▶ [Exercise task 1] Print the passage from the data mining article starting with "As of January" and going on through "a public outcry.".
▶ [Exercise task 2] According to the article on government data mining, how many data mining programs were planned or already operating across the federal government as of January 2007?
▶ [Exercise task 3] Pick up the article on counterterrorism data mining where it stops, and continue it.

▶ [Extract]
The findings detailed in the NRC's report hammer home concerns that have been voiced by many privacy advocates, said Marc Rotenberg, executive director of the Electronic Privacy Information Center (EPIC) in Washington.

"What the [NRC] has concluded is that there needs to be much more effective oversight of these programs," Rotenberg said. "It's a very timely and significant report." He noted that despite the privacy concerns, the government has gone ahead with many data mining programs in the name of countering terrorism. But the NRC's report raises questions about whether such programs really work, Rotenberg said.

As of January 2007, there were nearly 200 data mining programs planned or already operating throughout the federal government. Among them were the Automated Targeting System (download PDF) at the DHS for assigning "terror scores" to U.S. citizens and the Transportation Security Administration's Secure Flight program for analyzing data about airline passengers. The FBI has several data mining initiatives under way, including some that target terrorists.

One of the most controversial programs was the Total Information Awareness (TIA) initiative that was quietly launched in 2002 by the Defense Advanced Research Projects Agency but then abandoned in 2003 after Congress stopped funding for it following a public outcry.

William Perry, co-chair of the NRC committee that wrote the new report, said in a prepared statement that technology should be used as needed to combat terrorism. "However, the threat does not justify government activities that violate the law, or fundamental changes in the level of privacy protection to which Americans are entitled," he added.

The NRC committee didn't look specifically at any counterterrorism-related data mining initiatives, nor did it conduct any direct evaluations of behavioral surveillance tools being used by agencies. Instead, the report is based on a generalized study of the effectiveness of such technologies in identifying potential terrorists.

What the report highlights are the severe limitations of automated data mining techniques for counterterrorism purposes and their potential effects on privacy, said committee member Fred Cate, who is the director of the Center for Applied Cybersecurity Research at Indiana University.

Automated data mining tools typically work by searching through mountains of data in large databases for unusual patterns of activity, which are then used to predict future behavior. The tools have proved to be useful for commercial applications such as detecting payment-card fraud and predicting purchasing trends, Cate said.

"We can look at 50,000 people buying television sets and know that many of them are going to be buying a DVD at the same time," Cate said. But using the same techniques to try to identify a potential terrorist is futile because there simply isn't enough historical data upon which to base any predictions, he claimed, adding that there is little information available about patterns that could reliably point to terrorist activity.

▶ [Excerpted data]
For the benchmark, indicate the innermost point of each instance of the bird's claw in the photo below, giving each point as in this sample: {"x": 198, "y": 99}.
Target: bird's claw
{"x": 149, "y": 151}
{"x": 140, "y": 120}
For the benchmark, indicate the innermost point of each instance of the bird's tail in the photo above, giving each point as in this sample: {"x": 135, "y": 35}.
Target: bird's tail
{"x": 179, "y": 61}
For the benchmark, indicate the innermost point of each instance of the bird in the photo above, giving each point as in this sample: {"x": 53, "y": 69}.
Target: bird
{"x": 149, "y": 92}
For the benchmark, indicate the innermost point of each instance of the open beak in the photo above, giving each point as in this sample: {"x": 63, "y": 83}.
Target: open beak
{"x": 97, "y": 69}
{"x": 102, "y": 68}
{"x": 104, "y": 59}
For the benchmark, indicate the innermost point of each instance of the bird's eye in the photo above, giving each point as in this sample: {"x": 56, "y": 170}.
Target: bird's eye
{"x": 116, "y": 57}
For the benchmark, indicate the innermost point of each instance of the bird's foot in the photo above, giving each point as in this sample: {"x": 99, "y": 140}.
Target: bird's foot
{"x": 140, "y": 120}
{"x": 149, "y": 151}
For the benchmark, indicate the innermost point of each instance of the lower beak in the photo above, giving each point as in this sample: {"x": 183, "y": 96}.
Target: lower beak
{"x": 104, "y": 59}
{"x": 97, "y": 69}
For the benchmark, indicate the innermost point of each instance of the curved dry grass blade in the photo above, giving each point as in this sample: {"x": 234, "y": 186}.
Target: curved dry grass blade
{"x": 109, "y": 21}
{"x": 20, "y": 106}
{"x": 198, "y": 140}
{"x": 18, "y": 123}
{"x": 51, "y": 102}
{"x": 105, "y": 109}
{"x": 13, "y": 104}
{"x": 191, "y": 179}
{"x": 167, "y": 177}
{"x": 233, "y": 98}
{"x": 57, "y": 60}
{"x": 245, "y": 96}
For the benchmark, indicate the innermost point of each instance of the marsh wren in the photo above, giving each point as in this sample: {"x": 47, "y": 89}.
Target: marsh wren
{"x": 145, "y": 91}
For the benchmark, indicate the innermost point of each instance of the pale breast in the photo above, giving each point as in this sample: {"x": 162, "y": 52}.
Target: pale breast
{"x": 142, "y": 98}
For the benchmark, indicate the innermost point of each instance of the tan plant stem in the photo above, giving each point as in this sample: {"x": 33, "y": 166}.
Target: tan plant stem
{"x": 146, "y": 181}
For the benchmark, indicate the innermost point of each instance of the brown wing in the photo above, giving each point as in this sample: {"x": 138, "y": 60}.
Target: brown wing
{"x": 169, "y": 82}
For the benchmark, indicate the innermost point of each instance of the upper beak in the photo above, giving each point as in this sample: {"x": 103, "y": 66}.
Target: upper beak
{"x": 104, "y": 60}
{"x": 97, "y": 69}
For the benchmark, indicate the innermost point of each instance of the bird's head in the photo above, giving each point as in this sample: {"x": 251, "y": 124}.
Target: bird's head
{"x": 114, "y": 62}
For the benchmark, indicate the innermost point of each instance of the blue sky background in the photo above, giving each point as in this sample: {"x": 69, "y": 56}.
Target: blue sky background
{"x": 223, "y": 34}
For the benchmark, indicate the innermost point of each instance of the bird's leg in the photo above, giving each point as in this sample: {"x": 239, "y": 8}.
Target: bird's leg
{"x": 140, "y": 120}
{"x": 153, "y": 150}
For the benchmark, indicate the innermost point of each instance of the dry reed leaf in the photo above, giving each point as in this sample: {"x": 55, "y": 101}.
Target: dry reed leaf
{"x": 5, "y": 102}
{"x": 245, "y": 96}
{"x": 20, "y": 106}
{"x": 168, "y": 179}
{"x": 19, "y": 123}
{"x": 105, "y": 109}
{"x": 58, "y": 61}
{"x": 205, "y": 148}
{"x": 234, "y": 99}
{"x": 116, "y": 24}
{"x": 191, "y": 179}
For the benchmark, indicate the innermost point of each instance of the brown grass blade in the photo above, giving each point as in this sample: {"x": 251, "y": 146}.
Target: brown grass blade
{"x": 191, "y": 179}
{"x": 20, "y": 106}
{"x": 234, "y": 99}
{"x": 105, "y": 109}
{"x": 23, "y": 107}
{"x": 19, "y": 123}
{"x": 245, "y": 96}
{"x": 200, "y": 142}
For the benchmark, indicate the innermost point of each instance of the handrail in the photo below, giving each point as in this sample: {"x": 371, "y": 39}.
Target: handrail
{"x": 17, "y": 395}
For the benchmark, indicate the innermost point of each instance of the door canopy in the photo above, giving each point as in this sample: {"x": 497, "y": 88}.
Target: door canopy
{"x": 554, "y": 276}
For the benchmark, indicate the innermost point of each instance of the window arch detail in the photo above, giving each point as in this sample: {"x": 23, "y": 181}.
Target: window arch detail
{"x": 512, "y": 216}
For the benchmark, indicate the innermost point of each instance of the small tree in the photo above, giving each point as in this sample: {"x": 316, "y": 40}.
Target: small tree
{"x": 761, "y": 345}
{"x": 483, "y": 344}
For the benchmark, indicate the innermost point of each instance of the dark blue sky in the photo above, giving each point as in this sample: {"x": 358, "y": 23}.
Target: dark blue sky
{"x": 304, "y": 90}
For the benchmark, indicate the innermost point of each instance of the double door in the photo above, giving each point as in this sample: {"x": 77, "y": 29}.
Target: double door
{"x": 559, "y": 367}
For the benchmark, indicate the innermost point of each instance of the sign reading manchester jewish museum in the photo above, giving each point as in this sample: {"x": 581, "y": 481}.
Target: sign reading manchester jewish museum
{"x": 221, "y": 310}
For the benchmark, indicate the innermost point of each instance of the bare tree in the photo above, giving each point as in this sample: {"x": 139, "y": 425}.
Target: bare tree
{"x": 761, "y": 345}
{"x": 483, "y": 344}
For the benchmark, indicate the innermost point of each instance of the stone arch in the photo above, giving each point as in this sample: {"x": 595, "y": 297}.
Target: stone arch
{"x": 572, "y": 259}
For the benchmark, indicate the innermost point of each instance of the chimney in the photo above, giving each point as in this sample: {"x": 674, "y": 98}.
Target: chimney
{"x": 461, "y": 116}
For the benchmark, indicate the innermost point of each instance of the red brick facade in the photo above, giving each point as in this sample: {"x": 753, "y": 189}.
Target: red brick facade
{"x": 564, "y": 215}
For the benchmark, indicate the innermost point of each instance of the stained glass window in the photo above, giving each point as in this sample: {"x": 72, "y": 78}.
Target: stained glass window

▶ [Written answer 1]
As of January 2007, there were nearly 200 data mining programs planned or already operating throughout the federal government. Among them were the Automated Targeting System (download PDF) at the DHS for assigning "terror scores" to U.S. citizens and the Transportation Security Administration's Secure Flight program for analyzing data about airline passengers. The FBI has several data mining initiatives under way, including some that target terrorists.

One of the most controversial programs was the Total Information Awareness (TIA) initiative that was quietly launched in 2002 by the Defense Advanced Research Projects Agency but then abandoned in 2003 after Congress stopped funding for it following a public outcry.

▶ [Written answer 2] Nearly 200.

▶ [Written answer 3]
On the consumer side, "you have millions of examples of the target data you want to emulate, so you know certain patterns look like fraud," Cate said. "With terrorists, we fortunately don't have too many examples."

And unlike shoppers, terrorists are likely to make deliberate attempts to hide their activities, making it even harder to pick them out using an automated pattern-matching program, according to Cate. As a result, data mining tools generate an unacceptably high rate of false positives when used in counterterrorism applications, he said.

Such tools can prove useful in situations in which they are given specific pieces of information — such as a suspect's name — and asked to look for other data, such as purchases made or places visited by the suspect. That could help show if there is any basis for further action, Cate said.

There are similar problems with many behavioral surveillance tools, Cate contended. Such tools are supposed to help counterterrorism efforts by measuring physiological states, including facial expressions, body temperatures and body language, in order to predict terrorist activity. But there is no evidence that the tools work at all, Cate said. He recommended that at the most, they should be used for preliminary screening purposes only.

On top of the technical concerns are the potential privacy implications of data mining and behavioral surveillance, the NRC said in its report. The pieces of information that are used to mine data are often compiled from numerous sources and databases, some of which could be outdated or contain poor-quality data, according to Cate.

As a result, he said, data mining is error-prone, and the high rate of false positives could lead to unnecessary intrusions into personal privacy. Going forward, Cate said, there need to be safeguards to ensure that any data being collected for counterterrorism uses is fresh, compiled from reliable sources and within the scope of the inquiry being conducted.